Write the records out again, precisely as they stand.

____________________

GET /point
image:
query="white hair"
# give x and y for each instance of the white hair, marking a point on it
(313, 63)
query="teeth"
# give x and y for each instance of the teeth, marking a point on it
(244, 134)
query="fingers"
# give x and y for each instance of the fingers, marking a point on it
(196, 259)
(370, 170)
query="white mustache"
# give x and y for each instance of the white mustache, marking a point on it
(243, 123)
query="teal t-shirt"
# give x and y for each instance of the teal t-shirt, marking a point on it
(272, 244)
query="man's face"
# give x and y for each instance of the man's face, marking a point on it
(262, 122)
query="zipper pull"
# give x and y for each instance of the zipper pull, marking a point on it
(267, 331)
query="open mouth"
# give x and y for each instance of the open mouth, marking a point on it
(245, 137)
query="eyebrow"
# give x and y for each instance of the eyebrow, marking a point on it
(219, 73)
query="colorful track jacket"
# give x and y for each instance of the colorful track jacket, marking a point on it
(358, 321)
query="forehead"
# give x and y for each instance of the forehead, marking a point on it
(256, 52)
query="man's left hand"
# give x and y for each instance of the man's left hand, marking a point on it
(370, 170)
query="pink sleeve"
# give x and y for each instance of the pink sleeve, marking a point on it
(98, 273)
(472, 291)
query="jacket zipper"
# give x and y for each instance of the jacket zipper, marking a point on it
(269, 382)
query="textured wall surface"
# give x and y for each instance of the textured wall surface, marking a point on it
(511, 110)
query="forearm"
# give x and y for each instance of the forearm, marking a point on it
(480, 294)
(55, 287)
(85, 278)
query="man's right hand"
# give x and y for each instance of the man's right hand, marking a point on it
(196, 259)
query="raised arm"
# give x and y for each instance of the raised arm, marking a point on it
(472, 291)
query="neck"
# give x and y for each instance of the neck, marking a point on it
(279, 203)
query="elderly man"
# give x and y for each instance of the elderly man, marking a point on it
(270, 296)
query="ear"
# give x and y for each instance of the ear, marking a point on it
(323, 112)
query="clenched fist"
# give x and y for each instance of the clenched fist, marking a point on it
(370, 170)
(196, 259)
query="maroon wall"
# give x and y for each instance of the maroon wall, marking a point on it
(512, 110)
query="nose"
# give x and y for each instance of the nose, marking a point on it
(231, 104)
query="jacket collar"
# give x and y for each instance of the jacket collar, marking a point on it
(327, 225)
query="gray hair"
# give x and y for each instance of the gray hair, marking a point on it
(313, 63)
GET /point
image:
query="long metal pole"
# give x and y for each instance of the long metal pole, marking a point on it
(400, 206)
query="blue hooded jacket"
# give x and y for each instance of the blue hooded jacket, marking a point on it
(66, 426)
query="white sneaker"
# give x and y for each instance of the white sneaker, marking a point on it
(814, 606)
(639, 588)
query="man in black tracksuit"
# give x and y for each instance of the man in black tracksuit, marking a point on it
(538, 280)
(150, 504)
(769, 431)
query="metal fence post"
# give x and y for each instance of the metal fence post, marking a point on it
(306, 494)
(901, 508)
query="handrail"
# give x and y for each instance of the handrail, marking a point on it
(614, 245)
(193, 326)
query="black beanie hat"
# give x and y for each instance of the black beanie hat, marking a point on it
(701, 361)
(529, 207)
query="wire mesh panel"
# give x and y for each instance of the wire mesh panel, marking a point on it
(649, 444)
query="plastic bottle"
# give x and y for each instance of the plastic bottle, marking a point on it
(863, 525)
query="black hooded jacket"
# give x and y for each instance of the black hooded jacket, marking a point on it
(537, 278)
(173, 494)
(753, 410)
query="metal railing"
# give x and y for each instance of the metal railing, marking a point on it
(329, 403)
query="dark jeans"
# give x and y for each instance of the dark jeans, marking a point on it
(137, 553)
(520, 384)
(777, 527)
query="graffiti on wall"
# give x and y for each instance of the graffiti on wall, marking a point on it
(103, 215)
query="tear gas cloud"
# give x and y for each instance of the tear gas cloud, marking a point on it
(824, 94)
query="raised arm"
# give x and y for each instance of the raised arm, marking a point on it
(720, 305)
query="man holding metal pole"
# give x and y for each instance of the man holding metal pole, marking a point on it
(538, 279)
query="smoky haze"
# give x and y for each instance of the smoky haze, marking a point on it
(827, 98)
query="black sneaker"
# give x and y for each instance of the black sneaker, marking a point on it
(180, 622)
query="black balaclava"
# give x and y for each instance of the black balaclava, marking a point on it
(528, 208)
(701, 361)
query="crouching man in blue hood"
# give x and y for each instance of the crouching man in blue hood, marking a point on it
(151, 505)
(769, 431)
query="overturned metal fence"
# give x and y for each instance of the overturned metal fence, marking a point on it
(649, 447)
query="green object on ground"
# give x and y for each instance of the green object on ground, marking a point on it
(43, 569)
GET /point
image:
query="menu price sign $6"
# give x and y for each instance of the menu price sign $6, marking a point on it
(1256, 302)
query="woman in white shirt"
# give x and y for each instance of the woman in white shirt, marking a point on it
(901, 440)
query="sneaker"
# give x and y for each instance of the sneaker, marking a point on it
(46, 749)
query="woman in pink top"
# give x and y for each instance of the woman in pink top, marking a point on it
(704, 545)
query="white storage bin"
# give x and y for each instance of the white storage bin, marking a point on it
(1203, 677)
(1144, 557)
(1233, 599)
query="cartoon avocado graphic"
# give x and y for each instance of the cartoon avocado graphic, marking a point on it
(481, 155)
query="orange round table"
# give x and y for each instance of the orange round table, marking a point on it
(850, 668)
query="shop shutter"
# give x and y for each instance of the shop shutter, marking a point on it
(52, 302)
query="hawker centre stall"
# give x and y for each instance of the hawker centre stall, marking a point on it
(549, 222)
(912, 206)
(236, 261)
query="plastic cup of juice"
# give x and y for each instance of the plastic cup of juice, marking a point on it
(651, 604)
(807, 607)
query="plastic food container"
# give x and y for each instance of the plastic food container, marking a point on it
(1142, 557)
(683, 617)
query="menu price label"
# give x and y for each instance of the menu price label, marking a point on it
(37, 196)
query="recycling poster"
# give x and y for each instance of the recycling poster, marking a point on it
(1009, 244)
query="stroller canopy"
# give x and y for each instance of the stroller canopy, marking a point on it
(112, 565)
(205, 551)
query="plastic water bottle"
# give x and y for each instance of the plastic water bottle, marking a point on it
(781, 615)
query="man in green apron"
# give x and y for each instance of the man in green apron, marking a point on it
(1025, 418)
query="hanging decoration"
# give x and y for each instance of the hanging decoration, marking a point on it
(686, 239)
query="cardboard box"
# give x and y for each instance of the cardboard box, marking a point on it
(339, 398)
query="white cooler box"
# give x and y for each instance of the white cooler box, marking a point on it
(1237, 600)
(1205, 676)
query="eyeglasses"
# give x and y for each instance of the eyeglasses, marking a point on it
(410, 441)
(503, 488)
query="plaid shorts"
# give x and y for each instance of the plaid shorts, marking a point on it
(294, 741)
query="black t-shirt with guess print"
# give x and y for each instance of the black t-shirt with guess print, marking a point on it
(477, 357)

____________________

Exercise result —
GET /point
image:
query="white hair"
# give x and y for each instance of the white hair, marking a point on it
(313, 63)
query="teeth"
# give x and y for each instance of the teeth, marking a point on it
(244, 134)
query="fingers"
# give x and y for each instance of the fingers, marking a point on it
(196, 259)
(370, 170)
query="white mustache"
# give x and y for each instance of the white mustache, marking a point on it
(243, 123)
query="teal t-shirt"
# give x and y for each instance of the teal t-shirt, marking a point on it
(272, 244)
query="man's face"
# give x and y for each instance of the man's face, marking a point on it
(262, 122)
query="zipper pull"
# give x and y for each instance of the zipper pull, marking a point on it
(267, 331)
query="open mouth"
# give x and y for each instance of the open mouth, marking a point on it
(245, 137)
query="eyebrow"
# give x and y for each instance of the eyebrow, marking a point on it
(219, 73)
query="colorful track jacket"
# give x and y for each instance of the colorful track jacket, marking a point on it
(358, 321)
query="forehead"
# give x and y for each instance of the forehead, marking a point on it
(256, 52)
query="man's left hand"
# give x and y for each instance of the man's left hand, marking a point on it
(370, 170)
query="pink sleeve"
# give x and y for each instance of the pink sleeve, marking a point on it
(98, 273)
(472, 291)
query="jacket zipper"
# give x and y for each instance of the jacket zipper, marking a point on it
(269, 382)
query="textured wall surface"
# give x and y for each instance of the textured wall surface, marking a point on it
(511, 110)
query="forearm"
# give x and y for each instance of the forearm, marking a point on it
(480, 294)
(55, 287)
(85, 278)
query="man's right hand"
# give x and y for each instance of the man's right hand, marking a point on it
(196, 259)
query="raised arm"
# give x and y for each instance of the raised arm, marking a point on it
(472, 291)
query="neck"
# give x and y for each instance of the neck, marking a point on it
(279, 203)
query="elderly man"
# give x and y for each instance of the elderly man, marking a point on it
(270, 296)
query="ear"
# give x and y for each instance of the ear, marking a point on it
(323, 112)
query="clenched fist"
# give x and y for each instance of the clenched fist, marking a point on it
(370, 170)
(196, 259)
query="maroon wall"
# give x and y for each instance of the maroon wall, marking a point on it
(512, 110)
query="nose"
# give x and y for each instance of the nose, marking a point on it
(231, 104)
query="jacket collar"
# give x and y for each instance of the jacket collar, marking a point on it
(327, 225)
query="gray hair"
# give x and y for each instance of the gray hair, marking a point on it
(313, 63)
GET /point
image:
query="long metal pole"
# give x and y for each instance of the long metal pole, marking a point on it
(400, 206)
query="blue hooded jacket"
# give x and y for each instance of the blue hooded jacket, marking a point on it
(66, 426)
query="white sneaker"
# give x and y for each instance of the white sneaker, marking a point on it
(814, 606)
(639, 588)
query="man in black tracksuit"
# give x and y for each instance of the man in black tracksuit, marking a point on it
(538, 280)
(150, 504)
(769, 431)
query="metal fence post"
# give x and y for each instance of the metal fence post, marking a point on it
(306, 494)
(901, 508)
query="handrail"
# give x and y for each instance of the handrail, marking a point on it
(614, 245)
(193, 326)
query="black beanie hat"
# give x and y for each instance of the black beanie hat, marking a point on it
(701, 361)
(529, 207)
query="wire mesh panel"
# give x and y for each instance of the wire mesh panel, marking a point on it
(649, 444)
query="plastic bottle"
# give x and y for each instance of the plastic bottle, marking a point on it
(863, 525)
query="black hooded jacket"
# give x and y for each instance of the black hooded jacket, marking a point on it
(537, 278)
(173, 494)
(753, 410)
query="metal railing"
# give x and y for each instance of the metal railing, marking a point on it
(329, 403)
query="dark jeans"
# give x and y for each instance of the dark jeans, marking a point on it
(137, 553)
(520, 384)
(777, 527)
query="graffiti on wall"
# give x and y for each instance of the graffiti on wall, marking a point on it
(103, 215)
query="tear gas cloud"
# give x and y for each instance of the tear gas cloud, marking a point on it
(824, 94)
query="raised arm"
# give x and y for each instance of the raised arm, marking a point on it
(720, 305)
query="man holding metal pole"
# give x and y for each instance of the man holding metal pole, marking a point on it
(538, 279)
query="smoky haze"
# give x and y for each instance of the smoky haze, marking a point on it
(827, 98)
query="black sneaker"
# give x and y for each instance of the black sneaker, marking a point on it
(180, 622)
query="black balaclava"
# give x and y for each instance of the black balaclava, marking a point on it
(528, 208)
(701, 361)
query="crouching man in blue hood"
# give x and y for each instance of the crouching man in blue hood, marking a point on it
(151, 505)
(769, 431)
query="overturned metal fence"
# give x and y for each instance of the overturned metal fence, marking a point on it
(649, 447)
query="green object on ground"
# give x and y for each instance of the green object on ground, marking a point on it
(43, 569)
GET /point
image:
query="menu price sign $6"
# give x and y for each instance of the menu price sign $6, marking a point on it
(1256, 302)
query="woman in white shirt"
# give x and y for each instance of the woman in white shirt, marking a point on it
(901, 440)
query="sneaker"
# give x and y for each instance of the sneaker, marking a point on it
(46, 749)
query="woman in pink top"
# give x and y for each instance of the woman in pink top, marking a point on it
(704, 545)
query="white storage bin"
# give x and y for each instance of the white storage bin, marking a point on it
(1203, 677)
(1144, 557)
(1233, 599)
query="cartoon avocado graphic"
# give x and y for each instance of the cartoon avocado graphic, marking a point on it
(481, 155)
query="orange round table"
# give x and y for each instance of the orange round table, marking a point on it
(850, 668)
query="shop shutter"
# give x and y for each instance of the shop shutter, marking a point on it
(52, 302)
query="hawker centre stall"
# give x and y for each instance of the hawker centre stall, marking a point on it
(549, 222)
(912, 206)
(236, 261)
query="plastic cup of juice"
# give x and y for each instance of the plastic cup of juice, marking a point on it
(651, 604)
(807, 607)
query="plastic food container"
# give x and y for each instance of the plastic food container, marking a point on it
(1142, 557)
(683, 617)
query="menu price label"
# give x and y for each instance of the menu price label, marking a point on it
(37, 196)
query="recycling poster"
# give x and y for each instance of the recycling poster, marking a point on it
(1009, 244)
query="stroller canopy"
# give x and y for each instance of the stroller canopy, marking a point on it
(112, 565)
(205, 551)
query="plastic water bottle"
# give x and y for each instance of the plastic water bottle, marking a point on it
(781, 615)
query="man in green apron"
# give x and y for each instance of the man in green apron, marking a point on it
(1025, 418)
query="hanging decoration"
# give x and y for each instance of the hanging decoration, marking a point on it
(686, 239)
query="cardboard box"
# give x and y for each instance of the cardboard box, marking a point on it
(339, 398)
query="white cooler box"
# give x and y for each instance of the white cooler box, marking a point on it
(1237, 600)
(1205, 676)
query="eyeglasses"
# give x and y for each instance of the eyeglasses, marking a point on it
(410, 441)
(503, 488)
query="plaid shorts"
# give x and y for each instance of the plaid shorts, marking a point on it
(294, 741)
query="black t-shirt with guess print"
# give x and y for each instance of the black t-shirt with guess print, marking a point on it
(477, 357)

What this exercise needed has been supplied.